**Exercise prompt:** The reply should hold only the lines from the one with "of the bread" through the end of the data, each given exactly.

════════════════════

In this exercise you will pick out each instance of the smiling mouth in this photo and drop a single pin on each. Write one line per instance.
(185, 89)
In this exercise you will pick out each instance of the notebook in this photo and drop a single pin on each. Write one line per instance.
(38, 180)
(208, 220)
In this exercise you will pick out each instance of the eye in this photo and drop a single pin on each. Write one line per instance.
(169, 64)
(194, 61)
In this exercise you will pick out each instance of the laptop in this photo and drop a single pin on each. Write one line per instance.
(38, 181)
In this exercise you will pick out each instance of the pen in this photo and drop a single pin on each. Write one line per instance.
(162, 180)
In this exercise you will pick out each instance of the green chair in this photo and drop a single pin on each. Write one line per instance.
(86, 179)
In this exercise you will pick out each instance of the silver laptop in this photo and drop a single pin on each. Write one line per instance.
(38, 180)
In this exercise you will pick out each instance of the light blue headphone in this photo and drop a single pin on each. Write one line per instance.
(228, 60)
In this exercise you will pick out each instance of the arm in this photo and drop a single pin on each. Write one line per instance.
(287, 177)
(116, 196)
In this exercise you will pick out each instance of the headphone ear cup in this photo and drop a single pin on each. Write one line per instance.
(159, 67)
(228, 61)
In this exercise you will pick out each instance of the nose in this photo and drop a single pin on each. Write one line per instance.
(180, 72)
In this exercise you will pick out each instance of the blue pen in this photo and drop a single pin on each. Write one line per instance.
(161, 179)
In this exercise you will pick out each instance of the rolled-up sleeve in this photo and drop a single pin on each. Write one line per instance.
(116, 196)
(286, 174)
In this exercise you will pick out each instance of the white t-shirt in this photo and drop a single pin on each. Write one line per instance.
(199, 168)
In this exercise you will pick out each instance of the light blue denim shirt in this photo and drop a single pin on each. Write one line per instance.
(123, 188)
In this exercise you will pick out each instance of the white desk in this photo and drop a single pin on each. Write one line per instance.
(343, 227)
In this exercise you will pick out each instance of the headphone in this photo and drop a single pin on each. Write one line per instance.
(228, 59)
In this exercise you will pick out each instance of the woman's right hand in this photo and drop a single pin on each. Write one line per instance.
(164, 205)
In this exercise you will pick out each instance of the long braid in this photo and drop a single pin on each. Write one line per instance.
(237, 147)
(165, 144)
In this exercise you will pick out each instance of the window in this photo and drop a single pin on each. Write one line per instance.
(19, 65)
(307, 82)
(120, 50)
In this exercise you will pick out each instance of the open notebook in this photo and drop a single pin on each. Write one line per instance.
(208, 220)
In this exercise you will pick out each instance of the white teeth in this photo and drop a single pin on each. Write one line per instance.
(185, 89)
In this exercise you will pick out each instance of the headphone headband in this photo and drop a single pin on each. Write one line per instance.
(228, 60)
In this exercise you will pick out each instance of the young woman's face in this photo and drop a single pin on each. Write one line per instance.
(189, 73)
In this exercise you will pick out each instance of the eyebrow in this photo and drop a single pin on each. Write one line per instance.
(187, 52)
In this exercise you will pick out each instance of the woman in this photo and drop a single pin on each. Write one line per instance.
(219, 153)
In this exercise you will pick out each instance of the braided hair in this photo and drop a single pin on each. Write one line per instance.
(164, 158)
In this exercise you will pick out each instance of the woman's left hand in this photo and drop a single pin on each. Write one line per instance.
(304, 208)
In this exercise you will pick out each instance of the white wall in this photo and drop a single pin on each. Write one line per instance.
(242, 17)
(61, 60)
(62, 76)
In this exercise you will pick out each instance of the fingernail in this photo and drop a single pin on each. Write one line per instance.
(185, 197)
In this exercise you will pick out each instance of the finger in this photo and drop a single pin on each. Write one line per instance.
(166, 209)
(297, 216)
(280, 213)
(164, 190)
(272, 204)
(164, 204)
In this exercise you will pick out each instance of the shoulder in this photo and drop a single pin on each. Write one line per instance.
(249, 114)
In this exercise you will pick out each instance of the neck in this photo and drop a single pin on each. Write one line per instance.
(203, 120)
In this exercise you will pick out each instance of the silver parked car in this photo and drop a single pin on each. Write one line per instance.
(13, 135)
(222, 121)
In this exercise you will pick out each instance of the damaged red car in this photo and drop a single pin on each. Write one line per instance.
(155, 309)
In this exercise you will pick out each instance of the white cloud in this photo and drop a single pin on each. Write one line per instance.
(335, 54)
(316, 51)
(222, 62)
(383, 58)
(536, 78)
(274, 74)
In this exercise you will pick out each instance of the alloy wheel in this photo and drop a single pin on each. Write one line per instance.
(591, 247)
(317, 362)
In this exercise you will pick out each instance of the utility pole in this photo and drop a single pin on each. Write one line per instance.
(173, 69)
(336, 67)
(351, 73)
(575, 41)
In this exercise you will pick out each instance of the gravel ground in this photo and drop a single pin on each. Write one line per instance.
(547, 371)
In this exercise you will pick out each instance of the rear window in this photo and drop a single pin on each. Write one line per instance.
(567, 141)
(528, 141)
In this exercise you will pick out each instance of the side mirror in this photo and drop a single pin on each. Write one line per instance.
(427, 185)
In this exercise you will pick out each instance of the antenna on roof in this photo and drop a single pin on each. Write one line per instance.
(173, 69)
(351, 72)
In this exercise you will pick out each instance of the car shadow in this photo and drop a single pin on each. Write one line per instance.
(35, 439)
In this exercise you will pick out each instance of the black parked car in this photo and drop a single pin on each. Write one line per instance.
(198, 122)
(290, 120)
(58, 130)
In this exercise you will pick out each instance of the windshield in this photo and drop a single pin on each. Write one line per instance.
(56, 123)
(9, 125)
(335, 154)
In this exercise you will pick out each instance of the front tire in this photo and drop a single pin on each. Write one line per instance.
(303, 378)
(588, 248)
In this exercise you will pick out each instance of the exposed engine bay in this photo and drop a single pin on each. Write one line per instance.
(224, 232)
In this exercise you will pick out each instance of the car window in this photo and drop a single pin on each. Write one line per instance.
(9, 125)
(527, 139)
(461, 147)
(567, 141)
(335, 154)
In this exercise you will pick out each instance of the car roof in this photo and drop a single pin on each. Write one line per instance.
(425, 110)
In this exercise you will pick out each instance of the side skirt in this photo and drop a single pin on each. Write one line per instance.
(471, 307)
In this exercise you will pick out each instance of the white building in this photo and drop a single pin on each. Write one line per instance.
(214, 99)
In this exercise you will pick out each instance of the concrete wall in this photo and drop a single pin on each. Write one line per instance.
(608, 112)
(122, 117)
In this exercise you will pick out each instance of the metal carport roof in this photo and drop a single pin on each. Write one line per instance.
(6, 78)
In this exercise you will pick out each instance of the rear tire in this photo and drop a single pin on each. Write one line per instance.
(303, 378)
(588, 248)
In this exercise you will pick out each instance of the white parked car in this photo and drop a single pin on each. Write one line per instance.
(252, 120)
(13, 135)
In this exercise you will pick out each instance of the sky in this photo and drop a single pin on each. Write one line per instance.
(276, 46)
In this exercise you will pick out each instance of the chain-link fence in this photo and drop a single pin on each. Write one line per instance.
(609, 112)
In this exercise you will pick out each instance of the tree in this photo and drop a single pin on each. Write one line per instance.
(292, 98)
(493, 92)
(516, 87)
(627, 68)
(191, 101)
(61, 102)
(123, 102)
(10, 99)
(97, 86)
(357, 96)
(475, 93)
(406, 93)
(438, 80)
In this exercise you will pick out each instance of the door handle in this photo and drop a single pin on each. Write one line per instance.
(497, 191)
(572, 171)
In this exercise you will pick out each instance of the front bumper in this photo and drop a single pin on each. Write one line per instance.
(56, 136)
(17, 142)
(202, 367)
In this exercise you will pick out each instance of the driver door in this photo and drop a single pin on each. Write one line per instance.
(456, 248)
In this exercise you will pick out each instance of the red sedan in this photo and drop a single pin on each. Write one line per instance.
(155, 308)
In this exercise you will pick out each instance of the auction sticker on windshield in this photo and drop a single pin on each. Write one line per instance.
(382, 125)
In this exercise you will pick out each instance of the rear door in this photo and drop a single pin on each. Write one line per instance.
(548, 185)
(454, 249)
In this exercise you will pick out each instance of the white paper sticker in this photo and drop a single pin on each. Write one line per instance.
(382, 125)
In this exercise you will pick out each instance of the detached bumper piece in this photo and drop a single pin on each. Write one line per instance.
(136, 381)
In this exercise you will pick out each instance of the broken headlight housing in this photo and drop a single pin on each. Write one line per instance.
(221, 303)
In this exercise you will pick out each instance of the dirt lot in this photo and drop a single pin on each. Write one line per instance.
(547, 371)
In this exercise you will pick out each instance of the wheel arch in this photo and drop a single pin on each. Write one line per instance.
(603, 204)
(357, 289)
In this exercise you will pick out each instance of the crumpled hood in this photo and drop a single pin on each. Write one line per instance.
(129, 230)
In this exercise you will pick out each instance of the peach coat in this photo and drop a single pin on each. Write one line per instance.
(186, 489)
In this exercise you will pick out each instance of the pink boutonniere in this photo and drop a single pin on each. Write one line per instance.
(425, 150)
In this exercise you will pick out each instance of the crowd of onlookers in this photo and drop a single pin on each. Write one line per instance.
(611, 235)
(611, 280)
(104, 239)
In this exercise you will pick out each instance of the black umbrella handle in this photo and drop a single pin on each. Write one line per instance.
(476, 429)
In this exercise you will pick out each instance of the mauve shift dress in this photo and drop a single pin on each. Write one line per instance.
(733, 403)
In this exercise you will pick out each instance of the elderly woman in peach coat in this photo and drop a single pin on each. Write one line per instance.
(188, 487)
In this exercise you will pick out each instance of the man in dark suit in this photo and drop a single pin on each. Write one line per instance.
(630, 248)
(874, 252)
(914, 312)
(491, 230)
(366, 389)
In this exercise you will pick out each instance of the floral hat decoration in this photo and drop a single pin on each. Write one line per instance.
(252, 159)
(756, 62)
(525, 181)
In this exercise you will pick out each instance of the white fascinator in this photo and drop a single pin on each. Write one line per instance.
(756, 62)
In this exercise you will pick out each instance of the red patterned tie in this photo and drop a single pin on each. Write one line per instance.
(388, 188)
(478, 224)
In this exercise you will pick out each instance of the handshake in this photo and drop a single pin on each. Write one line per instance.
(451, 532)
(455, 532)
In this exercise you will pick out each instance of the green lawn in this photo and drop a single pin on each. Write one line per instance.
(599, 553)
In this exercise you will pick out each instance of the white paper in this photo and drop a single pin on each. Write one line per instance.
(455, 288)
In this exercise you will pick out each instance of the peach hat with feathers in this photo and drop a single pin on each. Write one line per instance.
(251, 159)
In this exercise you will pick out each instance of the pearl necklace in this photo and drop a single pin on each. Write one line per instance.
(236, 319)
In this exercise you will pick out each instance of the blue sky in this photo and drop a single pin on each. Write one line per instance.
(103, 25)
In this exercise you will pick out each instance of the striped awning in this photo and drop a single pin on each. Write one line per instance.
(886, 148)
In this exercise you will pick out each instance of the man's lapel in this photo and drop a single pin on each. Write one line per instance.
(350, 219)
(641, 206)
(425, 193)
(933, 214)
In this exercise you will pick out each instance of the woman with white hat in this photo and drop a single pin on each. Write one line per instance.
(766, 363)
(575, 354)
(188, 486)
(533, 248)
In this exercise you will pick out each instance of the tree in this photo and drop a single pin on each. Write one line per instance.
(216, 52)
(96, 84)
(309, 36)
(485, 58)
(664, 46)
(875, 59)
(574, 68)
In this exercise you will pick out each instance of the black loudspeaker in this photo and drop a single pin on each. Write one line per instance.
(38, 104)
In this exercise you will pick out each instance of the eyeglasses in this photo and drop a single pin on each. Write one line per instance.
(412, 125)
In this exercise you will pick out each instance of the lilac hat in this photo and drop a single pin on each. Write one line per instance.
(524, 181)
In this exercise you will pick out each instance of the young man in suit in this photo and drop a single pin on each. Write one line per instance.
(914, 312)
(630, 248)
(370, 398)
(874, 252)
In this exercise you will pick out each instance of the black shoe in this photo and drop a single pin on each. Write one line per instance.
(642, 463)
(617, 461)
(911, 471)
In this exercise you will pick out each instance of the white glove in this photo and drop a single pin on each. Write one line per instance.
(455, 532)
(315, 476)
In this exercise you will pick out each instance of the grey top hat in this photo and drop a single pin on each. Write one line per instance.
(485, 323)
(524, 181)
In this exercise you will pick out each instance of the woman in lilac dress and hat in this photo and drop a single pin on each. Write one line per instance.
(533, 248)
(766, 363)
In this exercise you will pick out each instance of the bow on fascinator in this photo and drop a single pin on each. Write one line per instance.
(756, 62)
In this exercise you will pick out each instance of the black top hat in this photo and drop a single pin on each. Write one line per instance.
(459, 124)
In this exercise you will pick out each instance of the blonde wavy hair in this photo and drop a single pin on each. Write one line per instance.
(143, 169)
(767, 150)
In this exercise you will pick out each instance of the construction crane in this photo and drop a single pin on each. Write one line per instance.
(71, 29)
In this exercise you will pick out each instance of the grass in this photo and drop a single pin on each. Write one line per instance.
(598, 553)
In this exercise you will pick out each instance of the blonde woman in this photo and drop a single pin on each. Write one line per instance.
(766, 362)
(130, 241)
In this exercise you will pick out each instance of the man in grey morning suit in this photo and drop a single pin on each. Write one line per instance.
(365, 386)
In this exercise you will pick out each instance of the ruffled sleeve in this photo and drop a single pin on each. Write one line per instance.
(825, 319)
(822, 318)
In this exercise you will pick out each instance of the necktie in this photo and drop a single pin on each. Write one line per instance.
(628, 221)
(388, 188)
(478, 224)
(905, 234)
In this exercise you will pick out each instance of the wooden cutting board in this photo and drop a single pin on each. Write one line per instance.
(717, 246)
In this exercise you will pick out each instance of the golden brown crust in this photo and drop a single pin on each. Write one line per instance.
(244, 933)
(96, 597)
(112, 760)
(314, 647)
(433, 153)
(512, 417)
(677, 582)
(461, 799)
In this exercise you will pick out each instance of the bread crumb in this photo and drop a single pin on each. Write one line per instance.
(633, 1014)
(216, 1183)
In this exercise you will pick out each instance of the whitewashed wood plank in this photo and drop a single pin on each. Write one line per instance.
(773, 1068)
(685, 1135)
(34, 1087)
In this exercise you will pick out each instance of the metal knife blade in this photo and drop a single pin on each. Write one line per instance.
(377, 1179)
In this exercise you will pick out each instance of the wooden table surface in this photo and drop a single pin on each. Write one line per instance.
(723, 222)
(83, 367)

════════════════════

**Solution for this problem:**
In this exercise you will pick out each instance of the bread crumb in this photo and drop a single pin on each. Write one line per instance.
(633, 1014)
(216, 1183)
In this exercise you will pick out each instance of the whitewashed wood plank in this photo and drop a single pin on each. Write one line per instance.
(773, 1068)
(685, 1135)
(34, 1087)
In this exercise you will pick out each instance of the metal knife blade in this photo and drop a single pin on each. Write one line per instance.
(377, 1179)
In this exercise you will pick out each instance of the wooden table surface in this photo and drop a single pin on each. Write one line per instance.
(723, 222)
(83, 367)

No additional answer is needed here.